» Exercise objective:
Recast the data from the line with "woman in floral" to the line with "point(634, 526)" as a two-column CSV with the headers instruction and points. Give one row per request, with the request text and its answer each in one quoted field and any line breaks replaced by spaces.

» Record list:
+++++

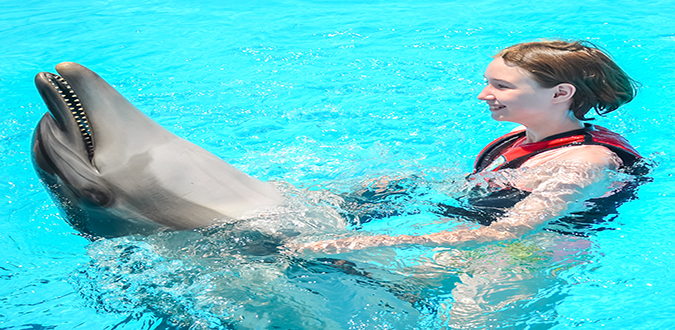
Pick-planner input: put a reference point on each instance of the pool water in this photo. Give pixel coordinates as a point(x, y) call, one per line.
point(321, 96)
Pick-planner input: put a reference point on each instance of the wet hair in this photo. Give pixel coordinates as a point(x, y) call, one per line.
point(600, 83)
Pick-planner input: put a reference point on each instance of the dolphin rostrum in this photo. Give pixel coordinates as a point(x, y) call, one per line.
point(114, 171)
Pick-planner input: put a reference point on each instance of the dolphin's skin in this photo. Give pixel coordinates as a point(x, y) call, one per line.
point(117, 172)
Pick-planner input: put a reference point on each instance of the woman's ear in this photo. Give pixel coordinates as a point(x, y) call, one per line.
point(563, 92)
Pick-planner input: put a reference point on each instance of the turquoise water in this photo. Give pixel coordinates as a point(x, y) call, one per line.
point(324, 95)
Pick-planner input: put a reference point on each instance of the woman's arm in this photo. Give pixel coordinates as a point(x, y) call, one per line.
point(554, 185)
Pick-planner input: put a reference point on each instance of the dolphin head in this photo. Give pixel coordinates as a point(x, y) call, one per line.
point(115, 171)
point(66, 144)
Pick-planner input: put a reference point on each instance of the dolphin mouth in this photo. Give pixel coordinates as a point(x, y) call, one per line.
point(59, 86)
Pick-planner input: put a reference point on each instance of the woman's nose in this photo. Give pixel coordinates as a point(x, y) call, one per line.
point(485, 94)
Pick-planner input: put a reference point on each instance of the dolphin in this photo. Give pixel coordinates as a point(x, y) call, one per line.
point(116, 172)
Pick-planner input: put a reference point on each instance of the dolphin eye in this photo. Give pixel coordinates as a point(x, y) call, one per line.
point(98, 197)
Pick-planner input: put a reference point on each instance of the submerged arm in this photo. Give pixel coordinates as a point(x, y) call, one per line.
point(563, 182)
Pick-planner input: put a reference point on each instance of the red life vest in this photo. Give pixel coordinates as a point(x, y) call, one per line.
point(509, 151)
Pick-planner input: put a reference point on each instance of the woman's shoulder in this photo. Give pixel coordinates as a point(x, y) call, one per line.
point(595, 155)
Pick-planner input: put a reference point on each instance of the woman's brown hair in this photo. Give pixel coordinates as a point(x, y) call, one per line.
point(600, 83)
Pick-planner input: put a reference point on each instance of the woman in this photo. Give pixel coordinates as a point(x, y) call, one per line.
point(548, 87)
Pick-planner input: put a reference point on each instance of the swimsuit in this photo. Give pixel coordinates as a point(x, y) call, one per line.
point(510, 151)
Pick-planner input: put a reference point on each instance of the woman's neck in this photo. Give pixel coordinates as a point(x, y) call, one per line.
point(536, 133)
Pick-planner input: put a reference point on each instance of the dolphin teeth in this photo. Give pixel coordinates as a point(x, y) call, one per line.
point(77, 111)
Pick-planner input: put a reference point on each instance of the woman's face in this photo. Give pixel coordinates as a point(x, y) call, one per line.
point(514, 96)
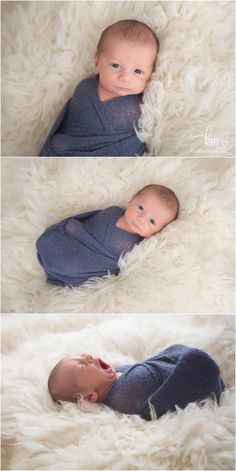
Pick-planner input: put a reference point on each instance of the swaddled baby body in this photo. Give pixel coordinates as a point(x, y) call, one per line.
point(90, 244)
point(101, 116)
point(175, 377)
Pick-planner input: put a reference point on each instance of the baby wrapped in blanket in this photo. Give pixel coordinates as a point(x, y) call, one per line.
point(101, 117)
point(89, 244)
point(175, 377)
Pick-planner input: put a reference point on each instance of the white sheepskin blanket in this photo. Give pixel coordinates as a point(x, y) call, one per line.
point(48, 47)
point(187, 268)
point(39, 434)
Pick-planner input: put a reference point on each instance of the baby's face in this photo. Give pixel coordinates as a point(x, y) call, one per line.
point(146, 214)
point(124, 67)
point(84, 375)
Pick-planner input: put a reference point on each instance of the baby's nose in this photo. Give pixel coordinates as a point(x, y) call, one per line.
point(124, 76)
point(88, 358)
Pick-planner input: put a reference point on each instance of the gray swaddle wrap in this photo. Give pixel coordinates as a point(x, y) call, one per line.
point(84, 246)
point(175, 377)
point(87, 126)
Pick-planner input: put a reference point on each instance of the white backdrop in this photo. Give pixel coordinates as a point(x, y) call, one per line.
point(187, 267)
point(39, 434)
point(48, 47)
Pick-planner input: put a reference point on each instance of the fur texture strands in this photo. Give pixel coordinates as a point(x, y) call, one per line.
point(48, 47)
point(193, 438)
point(187, 267)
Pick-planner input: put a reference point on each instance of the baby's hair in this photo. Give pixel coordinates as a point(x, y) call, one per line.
point(132, 30)
point(166, 195)
point(52, 381)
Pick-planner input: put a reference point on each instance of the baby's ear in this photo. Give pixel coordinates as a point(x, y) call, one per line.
point(91, 396)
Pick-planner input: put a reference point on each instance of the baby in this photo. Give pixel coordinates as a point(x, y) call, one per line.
point(175, 377)
point(101, 116)
point(90, 244)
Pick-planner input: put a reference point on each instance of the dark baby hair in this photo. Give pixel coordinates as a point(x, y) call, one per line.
point(166, 195)
point(133, 30)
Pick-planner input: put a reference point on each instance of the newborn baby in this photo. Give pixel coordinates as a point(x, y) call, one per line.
point(90, 244)
point(101, 116)
point(175, 377)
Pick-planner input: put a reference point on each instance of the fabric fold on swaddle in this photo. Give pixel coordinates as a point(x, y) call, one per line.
point(175, 377)
point(84, 246)
point(87, 126)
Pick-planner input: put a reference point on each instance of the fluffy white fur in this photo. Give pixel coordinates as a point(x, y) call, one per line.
point(48, 47)
point(187, 267)
point(38, 434)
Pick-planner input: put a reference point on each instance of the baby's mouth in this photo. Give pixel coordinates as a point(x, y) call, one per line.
point(104, 365)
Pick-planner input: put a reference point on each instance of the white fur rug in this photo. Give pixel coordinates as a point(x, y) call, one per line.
point(48, 47)
point(38, 434)
point(186, 268)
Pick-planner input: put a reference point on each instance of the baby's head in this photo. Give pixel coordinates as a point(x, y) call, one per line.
point(151, 209)
point(84, 375)
point(125, 58)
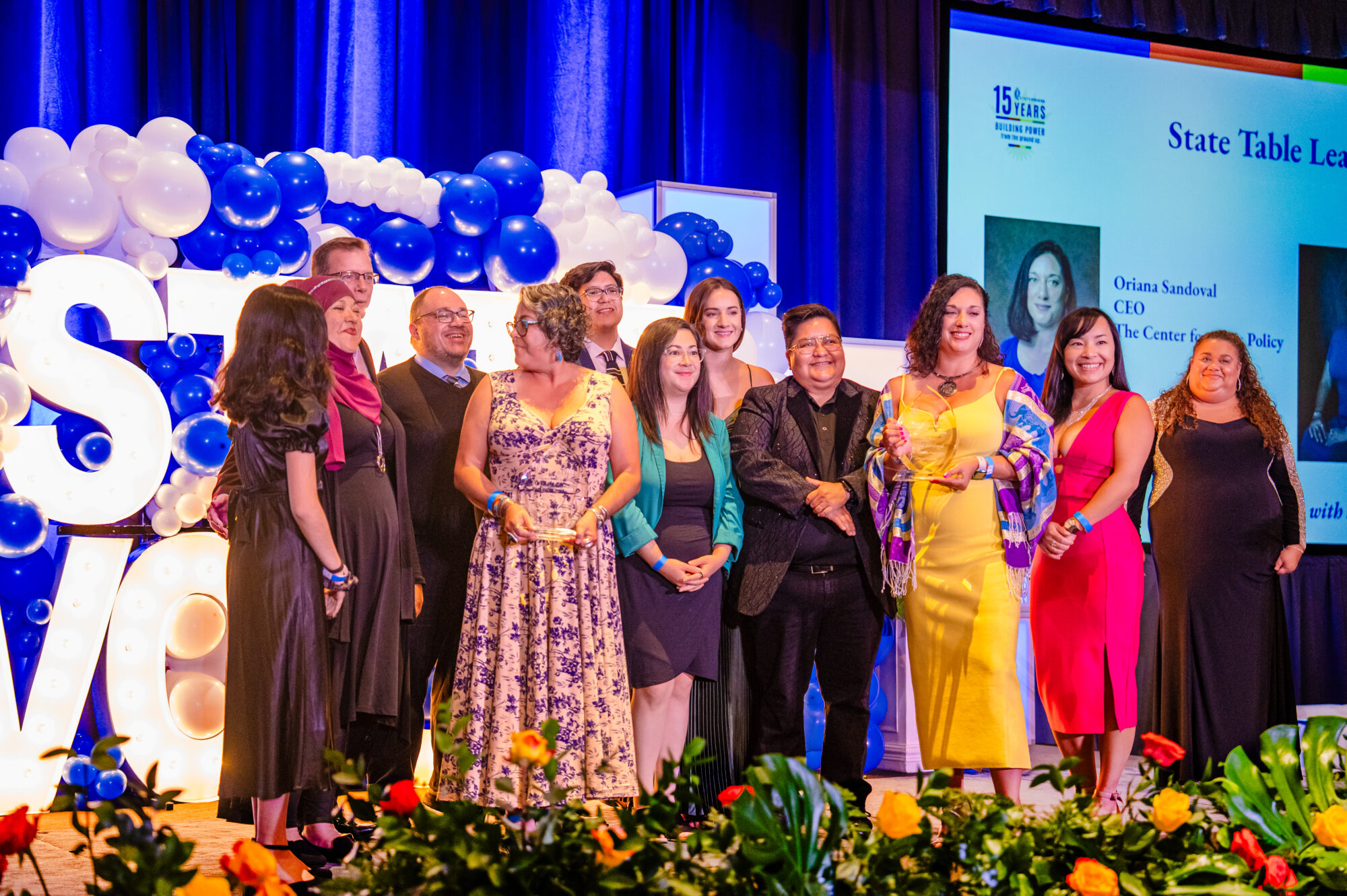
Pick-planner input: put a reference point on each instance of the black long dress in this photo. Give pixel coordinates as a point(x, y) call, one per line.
point(277, 700)
point(1224, 510)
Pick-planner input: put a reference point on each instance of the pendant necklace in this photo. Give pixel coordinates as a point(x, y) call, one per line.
point(949, 388)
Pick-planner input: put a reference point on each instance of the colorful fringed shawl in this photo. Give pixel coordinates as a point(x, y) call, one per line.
point(1024, 505)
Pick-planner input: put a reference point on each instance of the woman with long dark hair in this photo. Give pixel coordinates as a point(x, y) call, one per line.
point(958, 548)
point(678, 537)
point(275, 390)
point(1228, 517)
point(1088, 575)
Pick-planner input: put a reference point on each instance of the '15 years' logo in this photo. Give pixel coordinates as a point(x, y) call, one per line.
point(1020, 118)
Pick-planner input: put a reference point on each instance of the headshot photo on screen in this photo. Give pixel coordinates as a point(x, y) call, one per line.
point(1037, 272)
point(1323, 354)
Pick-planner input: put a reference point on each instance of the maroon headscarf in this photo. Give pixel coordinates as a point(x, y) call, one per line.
point(354, 389)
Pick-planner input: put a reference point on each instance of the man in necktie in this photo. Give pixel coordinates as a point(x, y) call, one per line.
point(601, 288)
point(429, 393)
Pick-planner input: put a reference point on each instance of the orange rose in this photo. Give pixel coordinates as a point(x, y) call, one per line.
point(1092, 879)
point(608, 855)
point(17, 832)
point(529, 747)
point(1162, 750)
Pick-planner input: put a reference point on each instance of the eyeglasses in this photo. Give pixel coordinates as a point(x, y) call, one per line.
point(445, 315)
point(828, 343)
point(355, 276)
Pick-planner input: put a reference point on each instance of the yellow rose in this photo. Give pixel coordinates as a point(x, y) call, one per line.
point(1092, 879)
point(1330, 828)
point(529, 747)
point(1170, 811)
point(899, 815)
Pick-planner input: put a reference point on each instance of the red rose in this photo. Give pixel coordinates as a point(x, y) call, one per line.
point(1279, 875)
point(402, 798)
point(1162, 750)
point(17, 832)
point(1245, 846)
point(731, 794)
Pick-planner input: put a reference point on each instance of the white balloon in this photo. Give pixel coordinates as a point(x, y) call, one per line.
point(118, 166)
point(73, 209)
point(36, 151)
point(596, 180)
point(169, 197)
point(197, 626)
point(138, 241)
point(166, 135)
point(153, 264)
point(14, 186)
point(197, 704)
point(165, 522)
point(665, 269)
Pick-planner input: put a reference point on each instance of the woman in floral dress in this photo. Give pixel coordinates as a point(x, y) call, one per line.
point(544, 629)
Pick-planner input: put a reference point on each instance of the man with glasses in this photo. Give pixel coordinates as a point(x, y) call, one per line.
point(809, 578)
point(601, 289)
point(429, 393)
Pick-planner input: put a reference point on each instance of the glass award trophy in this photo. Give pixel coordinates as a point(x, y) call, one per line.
point(933, 435)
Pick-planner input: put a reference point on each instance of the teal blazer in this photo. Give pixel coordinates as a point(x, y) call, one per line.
point(634, 526)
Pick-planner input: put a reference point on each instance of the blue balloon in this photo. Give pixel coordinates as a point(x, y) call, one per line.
point(197, 144)
point(694, 246)
point(304, 183)
point(191, 394)
point(713, 267)
point(290, 241)
point(208, 245)
point(247, 197)
point(347, 214)
point(181, 345)
point(403, 250)
point(469, 205)
point(518, 180)
point(14, 268)
point(266, 263)
point(24, 526)
point(518, 252)
point(111, 785)
point(38, 611)
point(20, 233)
point(720, 244)
point(26, 579)
point(459, 257)
point(201, 442)
point(758, 273)
point(680, 225)
point(238, 265)
point(95, 450)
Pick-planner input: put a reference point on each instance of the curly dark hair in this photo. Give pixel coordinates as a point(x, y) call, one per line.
point(923, 341)
point(1174, 408)
point(561, 314)
point(281, 355)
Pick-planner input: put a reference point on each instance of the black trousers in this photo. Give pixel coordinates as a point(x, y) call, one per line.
point(829, 619)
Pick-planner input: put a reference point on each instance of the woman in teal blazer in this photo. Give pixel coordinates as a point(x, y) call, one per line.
point(677, 539)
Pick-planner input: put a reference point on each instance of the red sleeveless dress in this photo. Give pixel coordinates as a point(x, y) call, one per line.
point(1085, 609)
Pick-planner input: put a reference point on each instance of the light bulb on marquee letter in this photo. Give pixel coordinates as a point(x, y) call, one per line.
point(172, 571)
point(94, 382)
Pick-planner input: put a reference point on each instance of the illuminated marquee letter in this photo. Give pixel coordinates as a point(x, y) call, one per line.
point(94, 382)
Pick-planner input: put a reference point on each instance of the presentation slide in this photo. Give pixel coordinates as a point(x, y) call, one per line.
point(1179, 190)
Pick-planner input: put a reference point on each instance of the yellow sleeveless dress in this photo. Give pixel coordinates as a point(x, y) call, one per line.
point(962, 618)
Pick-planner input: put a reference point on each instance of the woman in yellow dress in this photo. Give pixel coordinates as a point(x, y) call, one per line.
point(958, 549)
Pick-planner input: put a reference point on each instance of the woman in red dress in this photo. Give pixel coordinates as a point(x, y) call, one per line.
point(1088, 579)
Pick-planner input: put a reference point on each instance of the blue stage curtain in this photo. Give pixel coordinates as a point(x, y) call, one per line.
point(830, 105)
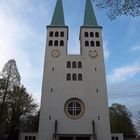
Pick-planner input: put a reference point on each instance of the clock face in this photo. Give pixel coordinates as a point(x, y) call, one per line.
point(93, 53)
point(55, 53)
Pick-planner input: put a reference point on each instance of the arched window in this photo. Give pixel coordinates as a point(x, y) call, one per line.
point(74, 77)
point(56, 34)
point(80, 77)
point(97, 43)
point(51, 34)
point(91, 34)
point(86, 43)
point(79, 64)
point(96, 34)
point(50, 43)
point(92, 43)
point(62, 34)
point(68, 76)
point(68, 64)
point(73, 64)
point(61, 43)
point(86, 34)
point(56, 43)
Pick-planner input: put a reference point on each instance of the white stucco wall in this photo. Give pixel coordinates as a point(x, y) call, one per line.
point(52, 103)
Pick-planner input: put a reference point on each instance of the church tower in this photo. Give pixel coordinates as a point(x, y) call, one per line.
point(74, 102)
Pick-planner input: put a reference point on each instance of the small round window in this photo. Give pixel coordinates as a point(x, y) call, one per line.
point(74, 108)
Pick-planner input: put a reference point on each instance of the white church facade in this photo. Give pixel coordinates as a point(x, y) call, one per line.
point(74, 96)
point(74, 104)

+++++

» Finished exercise:
instruction,points
"Pick-planner input: put a reference point on each instance of the woman in floral dress in this photo. Give pixel coordinates as a point(x, y) call, one per line.","point(544, 629)"
"Pick-planner input: put a reference point on each instance of the man with glasses in this photo. Give pixel coordinates as a point(x, y) call, one per line.","point(809, 578) point(601, 289) point(429, 393)"
"Pick-planner input: put a reference point on each instance of the glass award trophy in this photo. Give pixel coordinates as a point(x, y) call, one per line.","point(933, 435)"
"Pick-planner input: put a reference point on each instance of the teal blazer in this photo. Give pixel coordinates as a point(x, y) call, one per line.","point(634, 526)"